Items from a data source
— start —

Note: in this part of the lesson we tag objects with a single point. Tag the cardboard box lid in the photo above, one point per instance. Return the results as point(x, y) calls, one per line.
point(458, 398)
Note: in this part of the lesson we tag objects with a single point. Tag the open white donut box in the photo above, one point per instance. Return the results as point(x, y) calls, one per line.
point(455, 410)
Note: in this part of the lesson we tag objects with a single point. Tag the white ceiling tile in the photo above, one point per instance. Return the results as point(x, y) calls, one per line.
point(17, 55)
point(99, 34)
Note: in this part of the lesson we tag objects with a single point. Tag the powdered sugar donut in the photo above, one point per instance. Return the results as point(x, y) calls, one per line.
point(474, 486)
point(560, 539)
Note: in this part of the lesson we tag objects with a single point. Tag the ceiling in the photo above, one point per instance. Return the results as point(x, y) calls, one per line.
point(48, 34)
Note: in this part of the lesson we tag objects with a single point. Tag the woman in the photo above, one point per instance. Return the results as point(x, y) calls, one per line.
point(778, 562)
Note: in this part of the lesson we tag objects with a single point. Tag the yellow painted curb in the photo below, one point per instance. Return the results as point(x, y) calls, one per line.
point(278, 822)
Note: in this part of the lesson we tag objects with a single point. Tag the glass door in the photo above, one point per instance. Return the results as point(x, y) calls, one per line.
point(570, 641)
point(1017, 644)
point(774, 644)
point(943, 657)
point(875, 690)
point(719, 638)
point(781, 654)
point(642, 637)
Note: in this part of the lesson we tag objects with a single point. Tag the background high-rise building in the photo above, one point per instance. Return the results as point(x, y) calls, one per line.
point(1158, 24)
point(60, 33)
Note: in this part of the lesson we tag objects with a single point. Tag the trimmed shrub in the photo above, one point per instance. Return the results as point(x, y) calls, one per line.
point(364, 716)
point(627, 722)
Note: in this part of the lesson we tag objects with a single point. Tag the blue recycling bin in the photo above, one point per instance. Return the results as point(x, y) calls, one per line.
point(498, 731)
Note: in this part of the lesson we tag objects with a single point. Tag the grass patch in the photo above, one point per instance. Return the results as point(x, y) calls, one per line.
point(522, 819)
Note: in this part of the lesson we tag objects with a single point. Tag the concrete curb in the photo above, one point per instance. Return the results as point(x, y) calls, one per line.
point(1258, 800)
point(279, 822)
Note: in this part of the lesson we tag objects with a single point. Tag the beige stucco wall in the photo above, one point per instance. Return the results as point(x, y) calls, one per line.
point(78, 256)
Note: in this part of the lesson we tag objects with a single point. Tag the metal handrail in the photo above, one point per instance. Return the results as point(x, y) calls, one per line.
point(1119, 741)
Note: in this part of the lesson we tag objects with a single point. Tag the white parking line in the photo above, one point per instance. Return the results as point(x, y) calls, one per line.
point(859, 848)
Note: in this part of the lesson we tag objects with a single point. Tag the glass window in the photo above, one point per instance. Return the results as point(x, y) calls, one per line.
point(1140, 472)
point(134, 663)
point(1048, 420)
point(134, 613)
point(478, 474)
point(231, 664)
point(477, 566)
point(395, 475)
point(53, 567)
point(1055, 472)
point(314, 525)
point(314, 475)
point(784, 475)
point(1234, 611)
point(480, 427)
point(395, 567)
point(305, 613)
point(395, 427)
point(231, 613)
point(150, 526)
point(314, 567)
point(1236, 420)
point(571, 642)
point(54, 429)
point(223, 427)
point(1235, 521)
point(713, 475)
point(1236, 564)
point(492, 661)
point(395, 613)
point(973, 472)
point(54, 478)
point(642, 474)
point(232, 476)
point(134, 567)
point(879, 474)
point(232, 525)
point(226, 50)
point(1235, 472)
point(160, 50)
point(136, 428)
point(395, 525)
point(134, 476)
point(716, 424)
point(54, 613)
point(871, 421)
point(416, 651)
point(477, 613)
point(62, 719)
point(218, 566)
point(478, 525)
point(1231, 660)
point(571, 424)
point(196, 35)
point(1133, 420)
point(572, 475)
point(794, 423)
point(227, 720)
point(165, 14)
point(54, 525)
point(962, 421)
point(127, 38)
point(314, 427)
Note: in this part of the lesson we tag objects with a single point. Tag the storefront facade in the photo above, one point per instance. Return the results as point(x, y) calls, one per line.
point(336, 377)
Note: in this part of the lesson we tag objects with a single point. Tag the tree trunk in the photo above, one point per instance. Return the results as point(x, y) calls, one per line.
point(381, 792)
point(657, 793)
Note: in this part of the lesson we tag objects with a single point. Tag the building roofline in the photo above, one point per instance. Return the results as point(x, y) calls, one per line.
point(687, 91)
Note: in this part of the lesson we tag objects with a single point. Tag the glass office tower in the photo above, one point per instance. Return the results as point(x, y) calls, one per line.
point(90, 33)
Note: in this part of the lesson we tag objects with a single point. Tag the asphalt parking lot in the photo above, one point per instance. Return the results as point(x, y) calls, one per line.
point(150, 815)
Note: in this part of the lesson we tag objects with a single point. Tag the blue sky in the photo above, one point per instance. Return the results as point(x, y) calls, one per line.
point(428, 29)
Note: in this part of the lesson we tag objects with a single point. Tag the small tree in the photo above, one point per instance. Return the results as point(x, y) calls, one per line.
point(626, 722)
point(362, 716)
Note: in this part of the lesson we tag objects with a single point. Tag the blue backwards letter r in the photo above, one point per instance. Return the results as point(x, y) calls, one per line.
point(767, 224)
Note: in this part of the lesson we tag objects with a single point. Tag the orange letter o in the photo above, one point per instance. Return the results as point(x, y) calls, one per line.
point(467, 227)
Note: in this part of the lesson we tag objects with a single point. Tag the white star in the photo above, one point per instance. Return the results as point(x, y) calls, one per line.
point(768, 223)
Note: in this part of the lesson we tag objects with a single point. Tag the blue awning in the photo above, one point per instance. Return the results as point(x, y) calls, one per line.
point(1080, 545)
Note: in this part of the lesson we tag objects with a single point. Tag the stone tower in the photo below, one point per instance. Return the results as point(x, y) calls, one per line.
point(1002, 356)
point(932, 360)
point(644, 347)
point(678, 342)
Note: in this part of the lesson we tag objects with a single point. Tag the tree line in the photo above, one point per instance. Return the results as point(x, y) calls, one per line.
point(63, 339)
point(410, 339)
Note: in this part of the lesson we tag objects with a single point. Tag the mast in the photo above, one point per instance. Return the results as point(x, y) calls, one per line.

— end —

> **THE TASK**
Rewrite all of the material above, changing "one point per instance" to "a single point for each instance" wherever it occurs and leaving everything else as it is.

> **FULL SOLUTION**
Note: in this part of the lesson we tag objects with a single point. Tag the cardboard box lid in the photo above, a single point for each instance. Return the results as point(x, y) calls, one per line.
point(458, 398)
Note: in this part of the lesson we tag objects with a single point. Tag the open white donut box in the photo above, a single point for each instance. Return the results as point(x, y) calls, one per line.
point(455, 410)
Note: in this part of the lesson we tag objects with a single point. Tag the white ceiling tile in the photo above, a single point for each instance. Return the results as point(x, y) calls, one per line.
point(17, 55)
point(99, 34)
Note: in this part of the lesson we tag objects with a single point. Tag the powdered sugar donut in the photo above, a single point for each instance. Return the results as point(x, y) calls, one per line.
point(474, 486)
point(560, 539)
Note: in this part of the lesson we tag objects with a single point. Tag the ceiling in the photo above, a single point for each instance. Return the results as point(x, y) calls, one per line.
point(48, 34)
Note: in this part of the lesson we tag objects with a single point. Tag the woman in the photo above, a single point for each instance. Return the results as point(x, y) calls, one per line.
point(778, 562)
Note: in this part of the lesson we tag objects with a single point. Tag the yellow painted curb in the photo below, a single point for each instance. Return the results as point(x, y) calls, one per line.
point(278, 822)
Note: in this part of the lesson we tag objects with a single point. Tag the glass door in the photo above, a single point for each instance. Return the results as point(x, y) calls, one per line.
point(570, 641)
point(1017, 644)
point(774, 644)
point(943, 657)
point(875, 690)
point(719, 638)
point(781, 654)
point(642, 637)
Note: in this part of the lesson we tag objects with a single point. Tag the background high-rise building in the photo above, a single point for each instance. Return the results as point(x, y) calls, one per line.
point(1158, 24)
point(60, 33)
Note: in this part of the lesson we tag objects with a single point. Tag the trimmed shrub in the photo above, a single point for each instance. Return the results as point(x, y) calls, one per line.
point(364, 716)
point(627, 722)
Note: in this part of the lesson we tag objects with a single point. Tag the blue recycling bin in the photo above, a single point for each instance. Return the results as point(x, y) calls, one per line.
point(498, 731)
Note: in this part of the lesson we tag objects with a single point. Tag the grass patch in the photo above, a single point for each instance. Return the results as point(x, y) calls, one per line.
point(522, 819)
Note: in this part of the lesson we tag objects with a single point. Tag the concrete curb in the photo above, a single point for each instance. Return the results as point(x, y) calls, one per line.
point(1258, 800)
point(279, 822)
Note: in this part of the lesson we tag objects with a single point. Tag the beige stucco wall in the photo above, a single point for each instance. Return the results as point(x, y) calls, one per line.
point(78, 256)
Note: in this part of the lesson we tag objects with a single point. Tag the metal handrail in the photo above, a single point for each instance. Return the results as point(x, y) calls, one per line.
point(1119, 741)
Note: in this part of the lesson we tag objects with a single point. Tag the white parking line in the photo above, a single point for each instance. Return the results as point(x, y) calls, one per line.
point(859, 848)
Note: in this part of the lesson we tag objects with a single point. Tag the glass window in the photo above, a single point for each instance. Return the results as point(x, y) calls, one per line.
point(1140, 472)
point(134, 663)
point(1048, 420)
point(134, 613)
point(478, 474)
point(231, 664)
point(477, 566)
point(395, 475)
point(53, 567)
point(1055, 472)
point(314, 525)
point(314, 475)
point(784, 475)
point(1234, 611)
point(480, 427)
point(395, 567)
point(305, 613)
point(395, 427)
point(231, 613)
point(150, 526)
point(314, 567)
point(1236, 420)
point(571, 642)
point(54, 429)
point(223, 427)
point(1235, 521)
point(713, 475)
point(1236, 564)
point(492, 661)
point(395, 613)
point(973, 472)
point(54, 478)
point(642, 474)
point(232, 476)
point(134, 567)
point(879, 474)
point(232, 525)
point(226, 50)
point(1235, 472)
point(160, 50)
point(136, 428)
point(395, 525)
point(134, 476)
point(716, 424)
point(54, 613)
point(871, 421)
point(416, 651)
point(477, 613)
point(62, 719)
point(218, 566)
point(478, 525)
point(1231, 660)
point(571, 424)
point(196, 35)
point(1133, 420)
point(572, 475)
point(794, 423)
point(227, 720)
point(165, 14)
point(54, 525)
point(962, 421)
point(127, 38)
point(314, 427)
Note: in this part of the lesson we tag objects with a single point. Tag the storefront facade in the photo above, a single point for each instance. Return the results as point(x, y) calls, one per line.
point(336, 377)
Note: in this part of the lesson we tag objects with a single point. Tag the tree trunk in the photo above, a single point for each instance. Return the results as point(x, y) calls, one per line.
point(381, 792)
point(657, 793)
Note: in this part of the lesson we tag objects with a single point. Tag the building roofline in the photo above, a single point for each instance. Return the results as point(x, y) calls, one per line.
point(687, 91)
Note: in this part of the lesson we tag objects with a single point. Tag the glass office tower in the photo above, a single point for each instance. Return the results as point(x, y) calls, one per line.
point(90, 33)
Note: in this part of the lesson we tag objects with a single point. Tag the asphalt parking lot in the photo above, a single point for each instance. Return the results as point(x, y) calls, one per line.
point(150, 815)
Note: in this part of the lesson we tag objects with a single point. Tag the blue sky in the photo above, a single point for each instance. Return the results as point(x, y) calls, one per line.
point(428, 29)
Note: in this part of the lesson we tag objects with a single point. Tag the small tree in the photo above, a single point for each instance. Return the results as point(x, y) calls, one per line.
point(626, 722)
point(362, 716)
Note: in this part of the lesson we tag objects with a single point. Tag the blue backwards letter r in the photo above, a single point for each instance. Return the results as point(x, y) calls, one per line.
point(767, 224)
Note: in this part of the lesson we tag objects with a single point. Tag the orange letter o in the photo above, a single point for each instance. Return the results as point(x, y) calls, one per line.
point(467, 227)
Note: in this part of the lesson we tag objects with a single point. Tag the white star in the photo above, a single point for each instance. Return the results as point(x, y) calls, one per line.
point(768, 223)
Note: in this part of the lesson we tag objects with a single point. Tag the blue awning in the photo above, a single point for each instance. Return the results as point(x, y) calls, one per line.
point(1080, 545)
Note: in this part of the lesson we tag objects with a single point. Tag the stone tower in the photo below, a single point for each instance. Return the results as point(x, y) calls, one per line.
point(1002, 356)
point(932, 360)
point(644, 347)
point(678, 342)
Note: in this part of the lesson we tag objects with a single point. Tag the tree line in the photo above, a single point for each instance. Return the results as point(x, y) calls, one per line.
point(63, 339)
point(410, 339)
Note: in this part of the lesson we tag objects with a single point. Tag the mast in the photo above, a single point for each instance. Return the results as point(x, y) calls, one per line.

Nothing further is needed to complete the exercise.